_DATASET ENTRIES_.
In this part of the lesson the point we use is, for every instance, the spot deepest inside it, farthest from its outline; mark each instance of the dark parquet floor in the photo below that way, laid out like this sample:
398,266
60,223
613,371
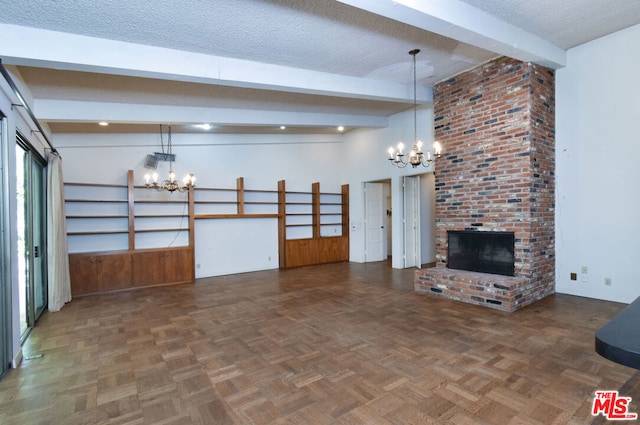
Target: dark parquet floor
334,344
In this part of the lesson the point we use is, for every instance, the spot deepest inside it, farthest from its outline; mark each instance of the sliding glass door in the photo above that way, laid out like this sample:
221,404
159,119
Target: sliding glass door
5,280
31,224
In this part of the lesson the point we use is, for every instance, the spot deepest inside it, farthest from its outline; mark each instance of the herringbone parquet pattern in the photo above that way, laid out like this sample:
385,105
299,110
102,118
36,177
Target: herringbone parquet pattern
332,344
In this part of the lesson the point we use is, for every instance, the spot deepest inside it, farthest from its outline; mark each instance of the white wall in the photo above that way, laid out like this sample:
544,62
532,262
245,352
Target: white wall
222,246
597,173
366,152
226,246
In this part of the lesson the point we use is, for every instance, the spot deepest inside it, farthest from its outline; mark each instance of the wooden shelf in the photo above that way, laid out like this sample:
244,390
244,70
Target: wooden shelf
207,216
95,185
160,215
96,216
118,201
161,230
98,232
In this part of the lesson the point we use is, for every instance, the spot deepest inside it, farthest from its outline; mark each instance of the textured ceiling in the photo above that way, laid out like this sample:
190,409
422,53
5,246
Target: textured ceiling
306,64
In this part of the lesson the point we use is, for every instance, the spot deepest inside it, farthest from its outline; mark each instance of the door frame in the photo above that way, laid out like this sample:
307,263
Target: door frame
411,222
368,216
6,340
33,158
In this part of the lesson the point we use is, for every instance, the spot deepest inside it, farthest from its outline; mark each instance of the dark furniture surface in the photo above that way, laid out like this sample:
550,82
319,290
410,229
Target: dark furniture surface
619,340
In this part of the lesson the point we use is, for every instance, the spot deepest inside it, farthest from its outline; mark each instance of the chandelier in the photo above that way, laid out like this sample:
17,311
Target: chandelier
170,184
416,157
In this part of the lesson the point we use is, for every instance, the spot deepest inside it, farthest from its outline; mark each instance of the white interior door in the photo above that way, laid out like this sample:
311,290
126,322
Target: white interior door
374,221
411,195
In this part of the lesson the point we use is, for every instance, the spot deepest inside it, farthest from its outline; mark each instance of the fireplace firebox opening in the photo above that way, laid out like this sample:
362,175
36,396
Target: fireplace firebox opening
484,252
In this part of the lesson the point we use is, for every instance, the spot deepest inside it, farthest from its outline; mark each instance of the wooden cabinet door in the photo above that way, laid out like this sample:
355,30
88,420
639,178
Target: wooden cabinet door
178,265
114,272
148,268
302,252
84,274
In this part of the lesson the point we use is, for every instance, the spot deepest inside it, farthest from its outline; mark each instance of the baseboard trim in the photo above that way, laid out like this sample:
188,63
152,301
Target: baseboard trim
17,359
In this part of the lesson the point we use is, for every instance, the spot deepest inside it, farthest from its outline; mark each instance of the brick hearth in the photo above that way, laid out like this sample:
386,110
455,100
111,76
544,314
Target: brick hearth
496,124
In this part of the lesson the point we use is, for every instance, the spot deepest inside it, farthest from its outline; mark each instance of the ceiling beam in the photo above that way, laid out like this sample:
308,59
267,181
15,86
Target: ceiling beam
460,21
32,47
53,110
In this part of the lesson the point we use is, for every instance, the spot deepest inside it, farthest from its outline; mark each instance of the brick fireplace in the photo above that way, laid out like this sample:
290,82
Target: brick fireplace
496,123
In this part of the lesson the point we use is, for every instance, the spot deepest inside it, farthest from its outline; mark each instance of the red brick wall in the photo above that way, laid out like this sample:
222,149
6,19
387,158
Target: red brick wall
496,124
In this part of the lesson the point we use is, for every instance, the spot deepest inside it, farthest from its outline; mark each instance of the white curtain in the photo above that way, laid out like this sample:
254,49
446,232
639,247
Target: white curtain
57,254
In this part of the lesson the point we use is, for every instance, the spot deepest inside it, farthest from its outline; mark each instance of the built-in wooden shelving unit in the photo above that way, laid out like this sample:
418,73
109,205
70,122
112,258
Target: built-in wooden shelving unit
312,229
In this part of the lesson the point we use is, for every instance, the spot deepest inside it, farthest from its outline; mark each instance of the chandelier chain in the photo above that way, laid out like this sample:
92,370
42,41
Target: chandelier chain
415,157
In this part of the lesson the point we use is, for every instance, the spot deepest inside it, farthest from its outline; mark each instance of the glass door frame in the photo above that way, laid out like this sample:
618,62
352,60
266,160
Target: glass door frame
6,333
34,226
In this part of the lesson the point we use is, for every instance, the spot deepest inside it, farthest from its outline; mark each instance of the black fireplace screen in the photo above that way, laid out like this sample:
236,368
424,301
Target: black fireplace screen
485,252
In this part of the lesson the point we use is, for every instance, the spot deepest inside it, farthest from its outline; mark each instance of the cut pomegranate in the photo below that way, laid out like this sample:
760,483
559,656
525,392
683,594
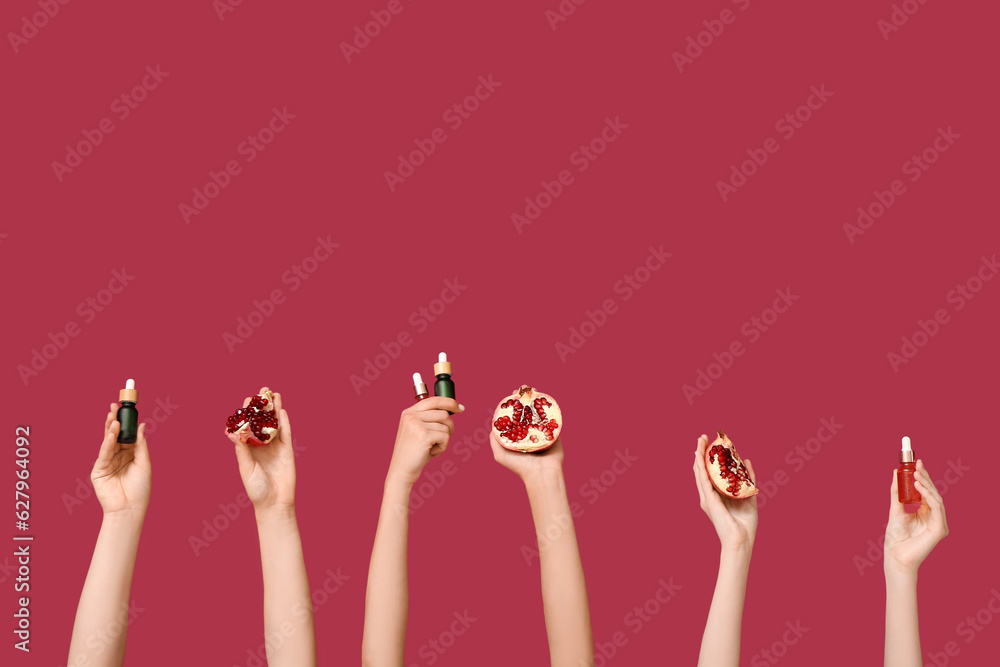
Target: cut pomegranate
726,469
527,421
256,424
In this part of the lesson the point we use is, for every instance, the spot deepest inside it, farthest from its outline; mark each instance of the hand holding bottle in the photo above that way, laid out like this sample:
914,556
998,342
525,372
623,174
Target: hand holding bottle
424,431
122,474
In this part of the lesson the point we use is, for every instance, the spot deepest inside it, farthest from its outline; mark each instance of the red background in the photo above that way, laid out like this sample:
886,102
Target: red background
656,185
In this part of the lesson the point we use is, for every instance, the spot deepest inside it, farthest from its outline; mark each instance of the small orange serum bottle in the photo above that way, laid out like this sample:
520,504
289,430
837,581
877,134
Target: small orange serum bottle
908,494
419,388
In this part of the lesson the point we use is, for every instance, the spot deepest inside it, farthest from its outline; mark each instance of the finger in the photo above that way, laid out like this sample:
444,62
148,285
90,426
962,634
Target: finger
440,416
922,474
109,446
284,425
141,450
697,483
243,456
939,522
438,403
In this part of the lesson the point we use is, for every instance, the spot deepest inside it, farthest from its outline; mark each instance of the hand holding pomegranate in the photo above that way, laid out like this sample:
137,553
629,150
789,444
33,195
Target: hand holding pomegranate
424,431
735,520
268,470
122,473
909,538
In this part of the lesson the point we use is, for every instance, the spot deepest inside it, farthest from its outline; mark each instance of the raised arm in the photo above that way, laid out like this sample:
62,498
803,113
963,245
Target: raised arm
735,523
424,430
564,588
121,479
268,473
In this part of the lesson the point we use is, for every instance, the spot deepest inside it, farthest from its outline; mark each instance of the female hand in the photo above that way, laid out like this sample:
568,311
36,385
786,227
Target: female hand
527,465
735,521
122,473
424,430
268,471
909,538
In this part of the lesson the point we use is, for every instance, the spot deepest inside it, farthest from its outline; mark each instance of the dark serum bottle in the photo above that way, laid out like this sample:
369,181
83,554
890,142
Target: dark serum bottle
419,388
442,371
128,416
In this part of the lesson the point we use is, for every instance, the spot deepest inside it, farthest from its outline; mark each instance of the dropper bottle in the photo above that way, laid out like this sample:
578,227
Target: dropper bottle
128,415
419,388
442,371
906,490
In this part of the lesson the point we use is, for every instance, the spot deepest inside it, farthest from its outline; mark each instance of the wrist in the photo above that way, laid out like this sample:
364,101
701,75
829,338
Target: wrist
897,573
275,512
129,517
736,553
544,478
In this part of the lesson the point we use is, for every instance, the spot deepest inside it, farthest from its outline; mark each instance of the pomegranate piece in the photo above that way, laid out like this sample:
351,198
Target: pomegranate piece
726,469
527,421
256,424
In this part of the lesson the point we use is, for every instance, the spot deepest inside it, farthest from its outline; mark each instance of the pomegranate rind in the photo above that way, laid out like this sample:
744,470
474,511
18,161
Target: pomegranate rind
537,434
713,463
243,430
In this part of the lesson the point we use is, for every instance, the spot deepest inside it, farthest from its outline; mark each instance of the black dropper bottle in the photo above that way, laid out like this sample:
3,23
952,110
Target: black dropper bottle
128,415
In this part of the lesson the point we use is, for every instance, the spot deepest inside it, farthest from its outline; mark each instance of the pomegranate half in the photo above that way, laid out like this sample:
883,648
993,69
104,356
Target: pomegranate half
527,421
726,469
256,424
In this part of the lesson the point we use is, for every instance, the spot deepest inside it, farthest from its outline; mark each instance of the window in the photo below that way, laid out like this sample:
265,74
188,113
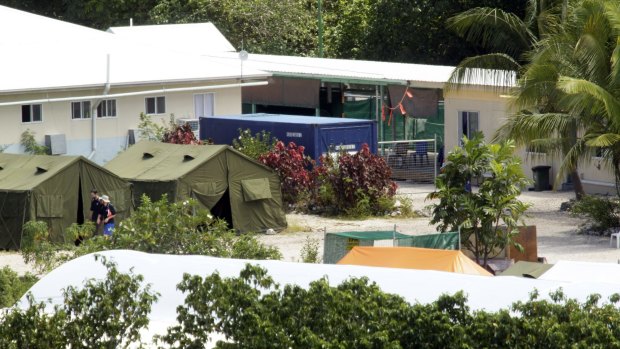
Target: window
107,108
32,113
204,104
80,110
155,105
468,124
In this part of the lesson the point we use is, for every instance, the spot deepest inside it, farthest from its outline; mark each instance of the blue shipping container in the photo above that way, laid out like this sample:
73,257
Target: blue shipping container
318,135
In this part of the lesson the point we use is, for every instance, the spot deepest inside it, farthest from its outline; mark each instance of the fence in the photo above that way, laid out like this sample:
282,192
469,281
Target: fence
415,160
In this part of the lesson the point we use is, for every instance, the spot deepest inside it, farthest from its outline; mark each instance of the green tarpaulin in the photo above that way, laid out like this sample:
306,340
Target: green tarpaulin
228,183
443,241
53,189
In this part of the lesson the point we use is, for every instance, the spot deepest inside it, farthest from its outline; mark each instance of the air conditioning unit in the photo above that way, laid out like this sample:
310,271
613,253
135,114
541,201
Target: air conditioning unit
193,123
56,143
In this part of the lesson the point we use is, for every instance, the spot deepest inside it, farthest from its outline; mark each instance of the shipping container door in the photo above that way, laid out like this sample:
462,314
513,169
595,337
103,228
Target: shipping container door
348,138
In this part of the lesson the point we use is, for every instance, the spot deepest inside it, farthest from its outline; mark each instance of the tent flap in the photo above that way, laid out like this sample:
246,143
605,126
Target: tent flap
256,189
49,206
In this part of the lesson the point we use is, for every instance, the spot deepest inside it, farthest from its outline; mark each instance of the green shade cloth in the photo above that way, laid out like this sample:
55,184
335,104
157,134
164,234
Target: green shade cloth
220,178
443,241
53,189
527,269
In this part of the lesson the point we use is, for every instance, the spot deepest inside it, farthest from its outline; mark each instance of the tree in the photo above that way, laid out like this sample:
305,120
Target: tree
489,218
102,314
567,95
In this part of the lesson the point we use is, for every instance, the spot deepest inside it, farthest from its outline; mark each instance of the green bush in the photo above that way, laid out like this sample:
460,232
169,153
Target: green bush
602,213
13,286
155,227
253,311
102,314
254,145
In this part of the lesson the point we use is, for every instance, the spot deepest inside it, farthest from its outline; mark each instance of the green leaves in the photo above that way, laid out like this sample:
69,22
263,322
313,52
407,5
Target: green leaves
487,218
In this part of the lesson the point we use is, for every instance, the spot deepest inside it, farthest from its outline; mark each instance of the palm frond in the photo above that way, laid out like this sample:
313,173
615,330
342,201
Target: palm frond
496,70
611,104
493,29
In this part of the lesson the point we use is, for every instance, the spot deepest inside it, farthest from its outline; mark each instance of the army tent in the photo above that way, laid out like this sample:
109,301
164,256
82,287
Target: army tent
413,258
231,185
53,189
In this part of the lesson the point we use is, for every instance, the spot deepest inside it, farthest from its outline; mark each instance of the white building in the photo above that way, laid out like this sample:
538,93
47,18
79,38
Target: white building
56,76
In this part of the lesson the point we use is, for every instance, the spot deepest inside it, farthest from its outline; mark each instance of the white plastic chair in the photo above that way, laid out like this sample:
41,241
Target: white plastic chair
611,239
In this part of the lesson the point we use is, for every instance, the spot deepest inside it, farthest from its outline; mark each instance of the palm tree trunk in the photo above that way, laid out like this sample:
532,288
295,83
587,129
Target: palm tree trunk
577,185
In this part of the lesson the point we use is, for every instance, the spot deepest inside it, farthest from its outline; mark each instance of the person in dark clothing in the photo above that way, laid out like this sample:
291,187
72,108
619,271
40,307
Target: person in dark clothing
106,215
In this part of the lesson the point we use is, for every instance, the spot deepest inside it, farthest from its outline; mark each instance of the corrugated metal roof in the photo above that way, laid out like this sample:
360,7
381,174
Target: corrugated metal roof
434,75
200,38
42,53
418,75
293,119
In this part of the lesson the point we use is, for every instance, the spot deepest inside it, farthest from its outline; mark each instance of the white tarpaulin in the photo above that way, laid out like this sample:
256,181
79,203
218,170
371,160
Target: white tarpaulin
164,272
586,272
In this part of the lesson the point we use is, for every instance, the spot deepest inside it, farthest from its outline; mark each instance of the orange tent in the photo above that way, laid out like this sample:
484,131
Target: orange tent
413,258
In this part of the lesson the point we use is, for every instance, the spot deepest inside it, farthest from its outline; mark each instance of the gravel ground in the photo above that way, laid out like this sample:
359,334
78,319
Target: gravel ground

_ABOUT THIS TASK_.
The required result is an exact repeat of the records above from the line containing "Target: corrugated metal roof" to their final line.

_REPLY TO THE EXERCISE_.
Target: corrugated metal roof
434,75
200,38
42,53
418,75
293,119
In this part of the lesson the point we use is, for every instance, the spot deepest inside it, farthest from its outline; mark each instance of the white tarpaulin in the photo above that way, laid out like this sample:
256,181
79,203
218,170
371,160
Target: white tarpaulin
164,272
586,272
In this part of the lesson the point we use is, for every instance, the spot deepest inside it, farthest from its outline; mark each instance of the orange tent in the photo above that way, laid out like this sample:
484,131
Target: orange tent
413,258
In this part of the lesson the point we use is, for every instance, the spot deepest inside it, farthest from its outline; mark each instance of the gravel ground in the photo above that way, laid out like this sample:
359,334
78,319
Target: gravel ground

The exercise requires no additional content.